§ 练习任务 1: 下面关于 PyTorch 自动求导的文本是否支持以下各项说法？逐项回答“是”或“否”，并原文引出起决定作用的字句。(a) 从 PyTorch 0.4 版本起，Variable 已合并入 Tensor 类。(b) grad 是一个 Tensor，而不是 Variable。(c) 官方文档建议今后继续使用 Variable。

§ 给定文本:
──────

OpenI
/
machinelearning_notebook

{
 "cells": [
  {
   "cell_type": "markdown",
   "metadata": {},
   "source": [
    "# 自动求导\n",
    "\n",
    "自动求导是 PyTorch 中非常重要的特性，能够让我们避免手动去计算非常复杂的导数，这能够极大地减少构建模型的时间。 PyTorch 的 Autograd 模块实现了深度学习的算法中的反向传播求导数，在张量（Tensor类）上的所有操作， Autograd 都能为他们自动提供微分，简化了手动计算导数的复杂过程。\n",
    "\n",
    "在PyTorch 0.4以前的版本中， PyTorch 使用 `Variabe` 类来自动计算所有的梯度 `Variable` 类主要包含三个属性 \n",
    "* Variable 所包含的 Tensor；\n",
    "* grad：保存 data 对应的梯度，grad 也是个 Variable，而不是 Tensor，它和 data 的形状一样；\n",
    "* grad_fn：指向一个 Function 对象，这个 Function 用来反向传播计算输入的梯度;\n",
    "\n",
    "从 PyTorch 0.4版本起， `Variable` 正式合并入 `Tensor` 类，通过 `Variable` 嵌套实现的自动微分功能已经整合进入了 `Tensor` 类中。虽然为了的兼容性还是可以使用 `Variable`（tensor）这种方式进行嵌套，但是这个操作其实什么都没做。\n",
    "\n",
    "**以后的代码建议直接使用 `Tensor` 类进行操作，因为官方文档中已经将 `Variable` 设置成过期模块。**"

──────

§ 练习材料:
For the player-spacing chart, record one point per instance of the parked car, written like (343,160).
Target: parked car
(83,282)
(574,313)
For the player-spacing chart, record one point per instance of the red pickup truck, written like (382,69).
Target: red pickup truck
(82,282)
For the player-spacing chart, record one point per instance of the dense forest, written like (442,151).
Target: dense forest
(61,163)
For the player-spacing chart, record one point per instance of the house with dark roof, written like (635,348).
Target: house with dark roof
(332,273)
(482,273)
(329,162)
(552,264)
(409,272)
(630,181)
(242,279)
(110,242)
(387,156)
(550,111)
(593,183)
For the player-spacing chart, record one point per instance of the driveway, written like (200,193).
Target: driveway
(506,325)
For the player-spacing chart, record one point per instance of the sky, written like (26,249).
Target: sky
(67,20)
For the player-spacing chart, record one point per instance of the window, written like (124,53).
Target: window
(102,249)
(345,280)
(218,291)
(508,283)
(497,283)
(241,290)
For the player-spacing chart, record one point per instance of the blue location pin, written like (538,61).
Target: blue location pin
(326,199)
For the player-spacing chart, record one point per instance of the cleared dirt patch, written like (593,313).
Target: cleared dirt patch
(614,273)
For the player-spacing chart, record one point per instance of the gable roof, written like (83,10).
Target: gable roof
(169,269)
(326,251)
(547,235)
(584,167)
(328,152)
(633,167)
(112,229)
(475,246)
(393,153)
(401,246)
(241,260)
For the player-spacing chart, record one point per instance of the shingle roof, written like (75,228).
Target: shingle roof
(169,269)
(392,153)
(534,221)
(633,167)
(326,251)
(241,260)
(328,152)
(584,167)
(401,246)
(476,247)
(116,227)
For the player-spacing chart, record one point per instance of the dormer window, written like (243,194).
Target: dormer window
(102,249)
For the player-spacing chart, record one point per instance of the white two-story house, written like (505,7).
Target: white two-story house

──────

§ 练习任务 2: 找出上面列表中含有字符串“story”的每一行，并抄录下来，区分大小写。

§ 参考答案 1:
(a) 是：“从 PyTorch 0.4版本起， `Variable` 正式合并入 `Tensor` 类”
(b) 否：“grad 也是个 Variable，而不是 Tensor”
(c) 否：“官方文档中已经将 `Variable` 设置成过期模块”

§ 参考答案 2:
For the player-spacing chart, record one point per instance of the white two-story house, written like (505,7).
Target: white two-story house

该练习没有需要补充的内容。